▶ [Requirement] Edit the part of the records below that opens with the line containing "target | stone wall" and closes with the line containing "<point>193,118</point>". Replace "weathered wood texture" with "weathered timber texture", change nothing else, and return only those lines.

▶ [Task input]
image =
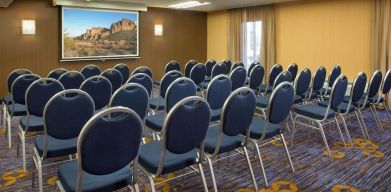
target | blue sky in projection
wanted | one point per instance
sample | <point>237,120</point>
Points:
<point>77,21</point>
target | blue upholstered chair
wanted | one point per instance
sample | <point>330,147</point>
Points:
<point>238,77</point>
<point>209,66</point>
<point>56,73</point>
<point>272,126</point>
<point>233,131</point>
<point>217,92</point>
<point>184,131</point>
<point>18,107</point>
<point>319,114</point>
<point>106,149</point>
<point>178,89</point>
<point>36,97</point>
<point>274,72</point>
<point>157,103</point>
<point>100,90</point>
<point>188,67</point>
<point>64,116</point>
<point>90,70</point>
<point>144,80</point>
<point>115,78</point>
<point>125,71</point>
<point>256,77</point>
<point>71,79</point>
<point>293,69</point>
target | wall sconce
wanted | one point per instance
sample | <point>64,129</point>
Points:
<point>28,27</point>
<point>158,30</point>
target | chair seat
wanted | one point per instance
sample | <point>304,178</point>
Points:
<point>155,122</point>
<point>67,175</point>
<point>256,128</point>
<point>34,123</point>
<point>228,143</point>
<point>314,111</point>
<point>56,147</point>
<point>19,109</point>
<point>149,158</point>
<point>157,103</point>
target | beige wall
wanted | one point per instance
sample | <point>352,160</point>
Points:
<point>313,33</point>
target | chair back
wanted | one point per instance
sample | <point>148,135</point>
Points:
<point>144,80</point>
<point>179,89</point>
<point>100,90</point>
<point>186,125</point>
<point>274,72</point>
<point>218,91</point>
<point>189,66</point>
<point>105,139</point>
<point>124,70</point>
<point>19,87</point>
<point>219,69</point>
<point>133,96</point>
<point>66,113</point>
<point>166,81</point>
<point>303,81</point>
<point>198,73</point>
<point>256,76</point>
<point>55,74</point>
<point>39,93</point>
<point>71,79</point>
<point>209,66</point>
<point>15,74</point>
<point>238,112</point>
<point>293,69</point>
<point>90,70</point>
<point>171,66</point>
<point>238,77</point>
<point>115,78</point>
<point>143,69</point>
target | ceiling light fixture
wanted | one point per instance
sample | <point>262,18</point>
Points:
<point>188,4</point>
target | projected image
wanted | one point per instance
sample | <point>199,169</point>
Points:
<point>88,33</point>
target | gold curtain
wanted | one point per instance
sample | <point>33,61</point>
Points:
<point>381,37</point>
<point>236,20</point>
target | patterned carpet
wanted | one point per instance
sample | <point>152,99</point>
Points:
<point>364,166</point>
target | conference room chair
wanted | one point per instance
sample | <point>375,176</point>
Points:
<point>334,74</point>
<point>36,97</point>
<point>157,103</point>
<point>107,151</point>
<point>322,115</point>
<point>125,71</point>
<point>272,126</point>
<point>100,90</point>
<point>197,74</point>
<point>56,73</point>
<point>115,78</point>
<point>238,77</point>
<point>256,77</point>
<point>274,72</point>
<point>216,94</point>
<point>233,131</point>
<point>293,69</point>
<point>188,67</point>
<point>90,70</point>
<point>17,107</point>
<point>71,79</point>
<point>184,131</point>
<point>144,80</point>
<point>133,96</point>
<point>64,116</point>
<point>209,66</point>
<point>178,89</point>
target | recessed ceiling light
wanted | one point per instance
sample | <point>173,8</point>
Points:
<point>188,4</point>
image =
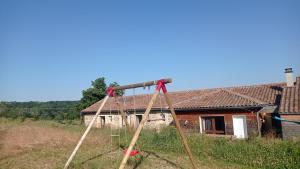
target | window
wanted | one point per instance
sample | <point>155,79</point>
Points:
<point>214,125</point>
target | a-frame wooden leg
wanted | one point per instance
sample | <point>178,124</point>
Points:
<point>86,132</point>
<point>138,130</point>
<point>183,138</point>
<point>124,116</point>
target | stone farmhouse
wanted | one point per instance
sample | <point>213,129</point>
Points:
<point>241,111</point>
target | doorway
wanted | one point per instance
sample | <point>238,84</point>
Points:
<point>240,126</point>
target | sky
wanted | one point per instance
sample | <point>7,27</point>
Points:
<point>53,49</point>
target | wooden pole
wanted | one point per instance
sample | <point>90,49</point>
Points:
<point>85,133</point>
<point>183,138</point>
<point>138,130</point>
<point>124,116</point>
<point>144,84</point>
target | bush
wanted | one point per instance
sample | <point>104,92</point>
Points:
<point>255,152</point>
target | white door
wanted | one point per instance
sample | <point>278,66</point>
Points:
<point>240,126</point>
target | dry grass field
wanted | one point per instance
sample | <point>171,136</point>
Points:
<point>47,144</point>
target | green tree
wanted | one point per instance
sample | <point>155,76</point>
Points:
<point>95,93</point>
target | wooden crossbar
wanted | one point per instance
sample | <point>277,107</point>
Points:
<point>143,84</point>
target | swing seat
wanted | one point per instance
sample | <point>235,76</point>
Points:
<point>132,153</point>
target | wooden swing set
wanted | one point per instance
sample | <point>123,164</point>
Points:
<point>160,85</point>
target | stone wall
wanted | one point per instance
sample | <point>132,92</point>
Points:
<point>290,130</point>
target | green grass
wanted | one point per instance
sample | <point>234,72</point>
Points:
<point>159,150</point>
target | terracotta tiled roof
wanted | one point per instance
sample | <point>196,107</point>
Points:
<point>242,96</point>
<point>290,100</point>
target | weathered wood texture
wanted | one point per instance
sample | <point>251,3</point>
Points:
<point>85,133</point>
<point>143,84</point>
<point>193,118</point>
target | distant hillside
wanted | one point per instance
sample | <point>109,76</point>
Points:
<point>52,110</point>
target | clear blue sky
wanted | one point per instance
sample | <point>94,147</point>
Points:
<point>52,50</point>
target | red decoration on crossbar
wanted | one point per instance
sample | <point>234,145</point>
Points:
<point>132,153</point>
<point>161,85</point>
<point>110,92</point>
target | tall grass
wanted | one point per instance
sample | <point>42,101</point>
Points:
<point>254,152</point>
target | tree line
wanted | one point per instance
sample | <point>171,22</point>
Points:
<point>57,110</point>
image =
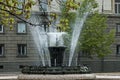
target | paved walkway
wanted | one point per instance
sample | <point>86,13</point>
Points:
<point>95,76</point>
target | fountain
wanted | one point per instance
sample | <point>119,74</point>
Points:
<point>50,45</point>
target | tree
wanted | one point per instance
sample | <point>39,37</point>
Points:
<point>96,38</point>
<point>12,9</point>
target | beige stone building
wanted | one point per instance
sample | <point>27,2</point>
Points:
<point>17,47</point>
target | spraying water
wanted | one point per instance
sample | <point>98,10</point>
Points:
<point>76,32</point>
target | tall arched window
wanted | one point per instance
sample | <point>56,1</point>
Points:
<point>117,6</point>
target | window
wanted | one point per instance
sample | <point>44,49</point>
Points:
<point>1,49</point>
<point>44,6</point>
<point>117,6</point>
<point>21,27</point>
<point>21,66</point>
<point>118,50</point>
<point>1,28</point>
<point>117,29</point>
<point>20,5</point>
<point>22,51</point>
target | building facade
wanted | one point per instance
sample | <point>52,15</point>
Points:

---

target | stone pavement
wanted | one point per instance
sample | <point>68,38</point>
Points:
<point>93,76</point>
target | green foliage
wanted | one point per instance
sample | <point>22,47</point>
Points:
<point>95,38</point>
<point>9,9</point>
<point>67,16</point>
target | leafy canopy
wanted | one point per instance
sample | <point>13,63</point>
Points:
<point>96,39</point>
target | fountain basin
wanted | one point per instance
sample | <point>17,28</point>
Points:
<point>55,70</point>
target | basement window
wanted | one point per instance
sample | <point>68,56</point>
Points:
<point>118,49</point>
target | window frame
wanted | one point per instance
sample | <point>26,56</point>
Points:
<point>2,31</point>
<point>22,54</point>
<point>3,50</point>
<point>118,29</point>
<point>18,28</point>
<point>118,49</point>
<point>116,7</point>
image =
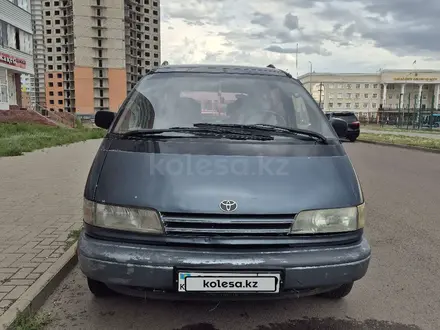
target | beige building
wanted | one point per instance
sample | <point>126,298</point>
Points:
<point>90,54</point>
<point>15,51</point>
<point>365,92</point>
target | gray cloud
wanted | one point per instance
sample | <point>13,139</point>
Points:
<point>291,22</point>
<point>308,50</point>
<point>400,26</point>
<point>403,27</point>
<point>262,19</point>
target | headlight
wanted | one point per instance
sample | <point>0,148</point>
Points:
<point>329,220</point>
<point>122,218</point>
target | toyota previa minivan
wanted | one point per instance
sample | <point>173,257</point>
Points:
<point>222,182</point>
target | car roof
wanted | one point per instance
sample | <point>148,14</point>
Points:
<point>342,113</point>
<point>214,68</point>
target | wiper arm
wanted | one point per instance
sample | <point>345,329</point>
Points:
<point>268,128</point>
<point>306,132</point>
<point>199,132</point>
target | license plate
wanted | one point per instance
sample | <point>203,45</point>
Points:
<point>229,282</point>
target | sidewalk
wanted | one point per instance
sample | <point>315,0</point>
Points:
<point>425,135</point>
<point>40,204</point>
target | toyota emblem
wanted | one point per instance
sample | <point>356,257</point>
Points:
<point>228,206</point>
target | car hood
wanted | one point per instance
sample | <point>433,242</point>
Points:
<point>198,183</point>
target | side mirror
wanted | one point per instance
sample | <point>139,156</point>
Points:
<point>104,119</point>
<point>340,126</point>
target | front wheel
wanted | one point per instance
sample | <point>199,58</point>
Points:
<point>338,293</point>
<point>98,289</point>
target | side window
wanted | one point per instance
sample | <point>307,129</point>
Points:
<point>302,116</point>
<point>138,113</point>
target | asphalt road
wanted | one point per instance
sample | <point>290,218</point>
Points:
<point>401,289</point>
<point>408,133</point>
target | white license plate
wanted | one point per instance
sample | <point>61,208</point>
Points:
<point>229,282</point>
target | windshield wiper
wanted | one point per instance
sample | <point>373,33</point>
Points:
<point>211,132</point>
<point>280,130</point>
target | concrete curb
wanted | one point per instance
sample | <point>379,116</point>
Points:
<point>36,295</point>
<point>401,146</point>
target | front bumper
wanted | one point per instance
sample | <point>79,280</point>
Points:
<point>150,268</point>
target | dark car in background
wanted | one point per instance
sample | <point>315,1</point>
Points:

▶ [Exercise output]
target | stone wall
wanted | one point per instance
sample | <point>132,92</point>
Points:
<point>290,130</point>
target | green grass
wanted | one point per instance
sample | <point>234,72</point>
Points:
<point>159,150</point>
target | terracotta tiled roof
wanted | one point per instance
sample | <point>196,107</point>
Points:
<point>242,96</point>
<point>290,100</point>
target | weathered timber texture
wanted | one point per instance
sample | <point>251,3</point>
Points:
<point>85,133</point>
<point>143,84</point>
<point>193,118</point>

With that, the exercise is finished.